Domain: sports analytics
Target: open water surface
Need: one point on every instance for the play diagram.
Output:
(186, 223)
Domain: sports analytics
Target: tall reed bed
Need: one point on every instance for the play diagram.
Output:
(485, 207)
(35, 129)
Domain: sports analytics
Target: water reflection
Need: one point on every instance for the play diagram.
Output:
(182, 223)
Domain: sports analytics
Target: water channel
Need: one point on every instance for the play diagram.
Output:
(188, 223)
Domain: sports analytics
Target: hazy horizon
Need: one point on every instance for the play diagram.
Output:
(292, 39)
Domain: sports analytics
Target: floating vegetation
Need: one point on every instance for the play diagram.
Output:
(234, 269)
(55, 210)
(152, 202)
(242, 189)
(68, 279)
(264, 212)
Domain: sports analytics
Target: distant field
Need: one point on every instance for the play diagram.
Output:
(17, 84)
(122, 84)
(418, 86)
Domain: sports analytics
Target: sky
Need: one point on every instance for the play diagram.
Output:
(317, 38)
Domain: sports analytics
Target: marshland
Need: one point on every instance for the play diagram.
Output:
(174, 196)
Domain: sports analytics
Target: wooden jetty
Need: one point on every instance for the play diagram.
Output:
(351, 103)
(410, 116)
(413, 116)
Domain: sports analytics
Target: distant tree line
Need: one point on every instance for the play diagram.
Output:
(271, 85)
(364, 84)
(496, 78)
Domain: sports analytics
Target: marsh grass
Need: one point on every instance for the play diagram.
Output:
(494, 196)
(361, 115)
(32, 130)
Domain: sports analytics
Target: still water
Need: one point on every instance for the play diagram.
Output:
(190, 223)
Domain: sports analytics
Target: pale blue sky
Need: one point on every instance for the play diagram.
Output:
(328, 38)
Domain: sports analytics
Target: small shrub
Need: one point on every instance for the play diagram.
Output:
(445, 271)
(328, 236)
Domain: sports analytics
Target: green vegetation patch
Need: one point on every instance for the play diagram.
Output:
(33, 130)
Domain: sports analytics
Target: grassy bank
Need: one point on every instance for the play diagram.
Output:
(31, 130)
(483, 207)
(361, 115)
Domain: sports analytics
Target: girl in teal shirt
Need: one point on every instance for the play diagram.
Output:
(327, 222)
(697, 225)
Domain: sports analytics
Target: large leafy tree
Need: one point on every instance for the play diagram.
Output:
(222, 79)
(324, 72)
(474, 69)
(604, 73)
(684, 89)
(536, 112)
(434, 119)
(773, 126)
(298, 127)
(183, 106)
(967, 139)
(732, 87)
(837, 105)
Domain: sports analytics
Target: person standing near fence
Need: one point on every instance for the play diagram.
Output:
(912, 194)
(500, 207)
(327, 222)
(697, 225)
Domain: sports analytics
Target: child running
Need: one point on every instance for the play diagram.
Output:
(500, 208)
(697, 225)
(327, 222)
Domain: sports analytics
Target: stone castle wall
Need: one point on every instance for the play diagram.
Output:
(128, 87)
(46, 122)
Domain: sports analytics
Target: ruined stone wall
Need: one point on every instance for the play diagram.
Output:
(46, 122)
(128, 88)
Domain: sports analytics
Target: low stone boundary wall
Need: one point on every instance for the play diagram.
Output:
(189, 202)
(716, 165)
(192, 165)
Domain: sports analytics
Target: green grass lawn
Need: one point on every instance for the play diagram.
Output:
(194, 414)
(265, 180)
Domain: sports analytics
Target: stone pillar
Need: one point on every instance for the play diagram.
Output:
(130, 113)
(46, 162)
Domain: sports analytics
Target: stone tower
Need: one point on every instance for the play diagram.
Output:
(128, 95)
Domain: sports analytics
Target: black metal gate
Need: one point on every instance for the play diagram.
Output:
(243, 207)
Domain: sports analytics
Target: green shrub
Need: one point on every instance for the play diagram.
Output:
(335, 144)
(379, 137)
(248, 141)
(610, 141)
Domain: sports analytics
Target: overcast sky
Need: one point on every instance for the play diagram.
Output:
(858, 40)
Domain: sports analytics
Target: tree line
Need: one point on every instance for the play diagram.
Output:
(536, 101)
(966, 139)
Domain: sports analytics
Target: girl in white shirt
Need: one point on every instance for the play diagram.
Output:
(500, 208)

───

--- TASK TO CARRY OUT ---
Report each line in the data that holds the word "water".

--- OUTPUT OF THE EXERCISE ---
Target: open water surface
Target: water reflection
Target: water channel
Target: still water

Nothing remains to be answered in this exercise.